▸ Exercise brief: Each record is to be duplicated exactly, with nothing added.

▸ Source material:
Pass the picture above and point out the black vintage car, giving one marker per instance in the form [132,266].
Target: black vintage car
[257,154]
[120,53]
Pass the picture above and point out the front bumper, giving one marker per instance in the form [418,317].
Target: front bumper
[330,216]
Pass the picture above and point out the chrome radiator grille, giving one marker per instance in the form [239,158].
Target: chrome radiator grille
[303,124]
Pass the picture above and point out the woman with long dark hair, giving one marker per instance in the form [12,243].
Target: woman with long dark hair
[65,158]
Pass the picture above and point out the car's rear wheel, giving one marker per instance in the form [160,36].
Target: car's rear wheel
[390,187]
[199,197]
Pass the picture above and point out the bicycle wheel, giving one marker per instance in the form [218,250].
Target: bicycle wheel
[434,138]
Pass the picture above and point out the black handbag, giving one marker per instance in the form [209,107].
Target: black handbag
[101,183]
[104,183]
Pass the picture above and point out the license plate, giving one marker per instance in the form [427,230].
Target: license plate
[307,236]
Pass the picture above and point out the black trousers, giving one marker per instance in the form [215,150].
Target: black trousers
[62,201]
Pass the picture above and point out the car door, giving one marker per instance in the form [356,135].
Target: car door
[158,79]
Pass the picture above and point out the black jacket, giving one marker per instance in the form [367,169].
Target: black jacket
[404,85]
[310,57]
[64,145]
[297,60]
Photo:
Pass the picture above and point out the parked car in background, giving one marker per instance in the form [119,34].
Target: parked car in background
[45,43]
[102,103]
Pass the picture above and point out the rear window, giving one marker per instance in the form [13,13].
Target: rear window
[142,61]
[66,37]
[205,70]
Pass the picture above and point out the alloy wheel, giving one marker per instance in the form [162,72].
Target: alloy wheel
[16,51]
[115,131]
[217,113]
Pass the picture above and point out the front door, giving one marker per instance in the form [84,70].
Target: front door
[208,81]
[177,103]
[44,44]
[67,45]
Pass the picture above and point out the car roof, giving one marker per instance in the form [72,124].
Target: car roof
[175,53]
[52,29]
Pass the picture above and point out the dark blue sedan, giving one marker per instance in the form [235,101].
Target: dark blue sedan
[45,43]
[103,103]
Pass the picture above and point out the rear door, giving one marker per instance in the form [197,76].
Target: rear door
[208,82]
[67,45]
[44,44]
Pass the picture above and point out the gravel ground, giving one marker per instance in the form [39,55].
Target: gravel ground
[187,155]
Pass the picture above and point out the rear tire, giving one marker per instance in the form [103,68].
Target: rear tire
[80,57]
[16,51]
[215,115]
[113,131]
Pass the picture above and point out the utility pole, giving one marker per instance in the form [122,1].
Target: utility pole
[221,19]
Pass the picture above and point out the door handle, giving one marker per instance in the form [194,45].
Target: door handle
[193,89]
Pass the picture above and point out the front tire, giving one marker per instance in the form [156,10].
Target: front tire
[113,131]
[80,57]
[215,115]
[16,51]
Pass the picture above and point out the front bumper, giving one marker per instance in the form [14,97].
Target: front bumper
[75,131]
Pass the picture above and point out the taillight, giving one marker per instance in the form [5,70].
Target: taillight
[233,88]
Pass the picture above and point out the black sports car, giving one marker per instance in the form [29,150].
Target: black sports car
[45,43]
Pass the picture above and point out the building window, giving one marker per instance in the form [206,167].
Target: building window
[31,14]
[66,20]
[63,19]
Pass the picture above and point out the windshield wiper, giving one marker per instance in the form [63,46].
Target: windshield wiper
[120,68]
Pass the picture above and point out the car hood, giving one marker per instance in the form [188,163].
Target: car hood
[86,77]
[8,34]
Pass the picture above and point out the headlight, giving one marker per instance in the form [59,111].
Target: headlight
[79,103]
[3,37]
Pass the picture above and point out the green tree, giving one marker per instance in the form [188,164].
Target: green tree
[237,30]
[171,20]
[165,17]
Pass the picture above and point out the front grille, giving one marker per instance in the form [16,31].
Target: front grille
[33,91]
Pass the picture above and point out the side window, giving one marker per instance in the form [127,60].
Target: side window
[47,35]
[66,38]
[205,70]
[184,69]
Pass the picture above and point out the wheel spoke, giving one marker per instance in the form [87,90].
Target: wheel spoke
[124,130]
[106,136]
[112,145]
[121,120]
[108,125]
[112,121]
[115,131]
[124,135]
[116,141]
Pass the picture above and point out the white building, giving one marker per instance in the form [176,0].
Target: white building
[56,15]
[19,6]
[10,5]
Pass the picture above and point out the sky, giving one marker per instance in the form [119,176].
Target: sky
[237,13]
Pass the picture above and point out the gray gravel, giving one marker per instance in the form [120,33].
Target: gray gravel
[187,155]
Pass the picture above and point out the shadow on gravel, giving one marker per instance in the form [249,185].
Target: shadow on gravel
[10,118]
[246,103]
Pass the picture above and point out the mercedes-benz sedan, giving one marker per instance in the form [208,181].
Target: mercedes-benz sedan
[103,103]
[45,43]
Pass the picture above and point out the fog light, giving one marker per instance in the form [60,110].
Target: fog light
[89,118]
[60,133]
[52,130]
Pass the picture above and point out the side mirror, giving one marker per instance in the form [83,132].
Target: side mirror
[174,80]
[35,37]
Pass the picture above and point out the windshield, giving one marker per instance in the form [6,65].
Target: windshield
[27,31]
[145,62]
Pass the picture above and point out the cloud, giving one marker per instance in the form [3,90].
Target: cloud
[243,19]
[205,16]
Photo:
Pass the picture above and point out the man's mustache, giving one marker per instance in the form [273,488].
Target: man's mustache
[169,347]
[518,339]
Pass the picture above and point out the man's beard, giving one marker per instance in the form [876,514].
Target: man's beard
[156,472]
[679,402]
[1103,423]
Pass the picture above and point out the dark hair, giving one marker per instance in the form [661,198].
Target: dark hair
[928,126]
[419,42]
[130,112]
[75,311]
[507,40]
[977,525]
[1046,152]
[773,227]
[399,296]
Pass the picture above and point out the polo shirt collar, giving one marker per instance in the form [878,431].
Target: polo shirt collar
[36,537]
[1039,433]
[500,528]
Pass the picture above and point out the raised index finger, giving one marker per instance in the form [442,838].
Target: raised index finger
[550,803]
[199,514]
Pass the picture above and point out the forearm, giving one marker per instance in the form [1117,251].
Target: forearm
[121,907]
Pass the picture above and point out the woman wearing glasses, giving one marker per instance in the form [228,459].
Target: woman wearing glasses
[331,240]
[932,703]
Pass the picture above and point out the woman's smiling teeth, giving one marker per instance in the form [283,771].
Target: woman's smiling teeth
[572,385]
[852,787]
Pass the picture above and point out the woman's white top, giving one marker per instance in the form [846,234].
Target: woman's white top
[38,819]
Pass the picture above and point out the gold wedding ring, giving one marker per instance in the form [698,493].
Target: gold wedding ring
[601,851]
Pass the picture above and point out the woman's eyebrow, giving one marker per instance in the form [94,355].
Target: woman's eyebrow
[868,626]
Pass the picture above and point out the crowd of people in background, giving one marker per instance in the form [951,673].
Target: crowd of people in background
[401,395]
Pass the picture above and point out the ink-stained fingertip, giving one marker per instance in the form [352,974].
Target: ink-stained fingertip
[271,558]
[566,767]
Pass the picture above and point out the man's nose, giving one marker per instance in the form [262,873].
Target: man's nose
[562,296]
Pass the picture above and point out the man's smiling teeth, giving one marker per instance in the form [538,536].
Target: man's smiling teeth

▸ Solution to this problem:
Pass the picture above and point out the black vintage car, giving one marker per instance in the form [132,266].
Target: black vintage car
[257,154]
[120,53]
Pass the picture above and point out the front bumper, giving one marker per instance in the form [418,317].
Target: front bumper
[330,216]
Pass the picture above and point out the chrome radiator grille, giving one marker per instance in the form [239,158].
Target: chrome radiator grille
[303,124]
Pass the picture above and point out the woman with long dark hair, giving one marker per instance in the form [12,243].
Target: woman with long dark hair
[65,158]
Pass the picture above and point out the car's rear wheel, giving one marker per instance in the form [160,36].
Target: car's rear wheel
[390,187]
[199,197]
Pass the picture above and point out the bicycle wheel, giving one marker per instance in the form [218,250].
Target: bicycle wheel
[434,138]
Pass the picture above and point out the black handbag, giving one marker per instance in the form [209,107].
Target: black handbag
[101,183]
[104,183]
Pass the picture above and point out the license plate, giving one marker per instance in the form [427,230].
Target: license plate
[307,236]
Pass the picture above and point out the black trousers, giving one marker per instance in the form [215,150].
Target: black trousers
[62,201]
Pass the picture above and point out the car door, giving one marker per instance in the form [356,135].
Target: car door
[158,79]
Pass the picture above and point out the black jacket, giving one marker per instance in the form [367,169].
Target: black jacket
[404,85]
[310,57]
[64,145]
[297,60]
Photo:
Pass the picture above and point out the parked car in background, giving one marker per instance in the form [119,34].
Target: parked car in background
[45,43]
[102,103]
Pass the picture above and point out the rear window, giving one marker per instance in the form [13,13].
Target: rear window
[142,61]
[66,37]
[205,70]
Pass the picture above and point out the alloy wheel, giving one marker per instance in the form [162,72].
Target: alloy wheel
[16,51]
[115,131]
[217,113]
Pass the picture above and point out the front door, giving one marker per instance in the form [84,70].
Target: front door
[208,81]
[177,103]
[44,44]
[67,45]
Pass the picture above and point out the car roof, giving one marker per instance in the form [72,124].
Target: car roof
[175,53]
[52,29]
Pass the picture above and point out the dark blue sedan, giving one marker per instance in the form [235,101].
Target: dark blue sedan
[45,43]
[103,103]
Pass the picture above and point out the rear door, giving one marker per instance in the form [197,76].
Target: rear door
[208,82]
[67,45]
[44,44]
Pass the picture above and point out the gravel ground, giving one marker per instance in the form [39,55].
Target: gravel ground
[187,155]
Pass the picture above and point out the rear tire, giving one marker per instance in the form [103,68].
Target: rear tire
[80,57]
[16,51]
[215,115]
[113,131]
Pass the picture above and point out the utility pole, giving one marker per instance in the form [122,1].
Target: utility pole
[221,19]
Pass the picture above and point out the door handle, giving one marker per instance in the form [194,45].
Target: door handle
[193,89]
Pass the picture above and point out the front tire, giving one marker per instance in the form [156,10].
Target: front tire
[113,131]
[80,57]
[215,115]
[16,51]
Pass the picture above and point out the front bumper, giving one marker per instance in the form [14,97].
Target: front bumper
[75,131]
Pass the picture above and point out the taillight, giving one marker per instance in the form [5,70].
Target: taillight
[233,88]
Pass the picture above and point out the black sports car, giving one marker per instance in the form [29,150].
Target: black sports car
[45,43]
Pass the picture above and point out the building window, giving one marker per instance in the form [206,167].
Target: building window
[31,14]
[66,20]
[63,19]
Pass the picture above and point out the windshield wiper, giving one marker per instance in the form [63,46].
Target: windshield wiper
[120,68]
Pass the picture above and point out the car hood, giving one marker per instance in the form [188,163].
Target: car hood
[86,77]
[8,34]
Pass the picture above and point out the headlight, giving one marker per instance in the form [59,111].
Target: headlight
[79,103]
[3,37]
Pass the picture above and point out the green tree, giving one marker per instance in the form [188,164].
Target: green tree
[237,30]
[171,20]
[165,17]
Pass the picture above and point out the front grille, giving one marker per instance in the form [16,31].
Target: front grille
[33,91]
Pass the picture above and point out the side window, giving one marker per instance in the form [127,60].
Target: side window
[47,35]
[66,38]
[205,70]
[184,69]
Pass the picture above and point out the wheel spoke, giving one marker per instance in the form [87,90].
Target: wheel spoke
[124,130]
[106,136]
[112,145]
[121,120]
[108,125]
[112,121]
[115,131]
[124,135]
[116,141]
Pass the picture above and point out the white building, giving one marker per instance in the form [176,0].
Target: white building
[56,15]
[19,6]
[10,5]
Pass the picture above and point out the sky, giving one marker per instance in the form [119,176].
Target: sky
[237,13]
Pass the picture above and point out the gray gravel, giving one marker per instance in the form [120,33].
Target: gray gravel
[187,155]
Pass the picture above and point out the shadow on gravel, giving one marker per instance in the form [249,185].
Target: shadow on gravel
[10,118]
[246,103]
Pass the picture above and point out the mercedes-benz sedan, giving one marker per instance in the form [208,181].
Target: mercedes-benz sedan
[103,103]
[45,43]
Pass the picture above and point out the fog light, giving one marker per instance in the form [60,110].
Target: fog light
[89,118]
[60,133]
[52,130]
Pass the picture above and point out the side mirror, giving one marker per instance in the form [83,132].
Target: side mirror
[174,80]
[35,37]
Pass the picture above and point out the windshield, giving one marker per instance in the form [6,65].
Target: windshield
[27,31]
[145,62]
Pass the picture above and point out the cloud, giving one marker per instance in the form [3,90].
Target: cloud
[243,19]
[205,16]
Photo:
Pass the picture above and point out the man's mustache, giving one marker per instance in the form [273,488].
Target: man's mustache
[169,347]
[518,339]
Pass the picture above and point out the man's beard, giving one marker per instance in the form [876,514].
Target: man's beard
[156,472]
[679,402]
[1103,423]
Pass the picture above and point out the dark hair, giving one marker per instance in the form [661,198].
Target: dark hair
[928,126]
[419,42]
[130,112]
[75,311]
[507,40]
[977,525]
[1046,152]
[773,227]
[399,296]
Pass the picture above and point out the polo shirt collar, giving one marker per instance in the form [878,431].
Target: polo shirt collar
[36,537]
[1039,433]
[500,528]
Pass the picture above and point out the raised index finger, giving one marker per instance in the form [442,838].
Target: raised index finger
[550,803]
[199,514]
Pass the picture above and point out the forearm, giving one marker per instance in the form [1117,251].
Target: forearm
[121,907]
Pass the picture above and point out the woman wearing glasses, giving one marker per instance in the form [228,459].
Target: woman wearing glasses
[331,240]
[932,703]
Pass the picture above and point out the woman's smiling teeth, giving one marker per instance in the form [283,771].
Target: woman's smiling teeth
[572,385]
[852,787]
Pass the picture above and point out the woman's white top, giving one marker per instance in the form [846,234].
Target: woman's white top
[38,819]
Pass the picture above and point out the gold wedding ring, giving one marker per instance in the form [698,493].
Target: gold wedding ring
[601,851]
Pass the picture above and point out the woman's eyebrow, giving one marker per instance in the form [94,355].
Target: woman's eyebrow
[868,626]
Pass the picture above and point out the crowd of people in background, giving one marker per instance in the form [951,673].
Target: crowd of people in background
[401,395]
Pass the picture above and point out the ink-stained fingertip, giving one marker per instance in the form [352,974].
Target: ink-stained fingertip
[271,558]
[566,767]
Pass the picture above and point out the man's nose, giving one marker per instance in the form [262,873].
Target: man's nose
[562,296]
Pass the picture above and point out the man's smiling teeth, giving one marker per instance in the form [538,536].
Target: man's smiling teeth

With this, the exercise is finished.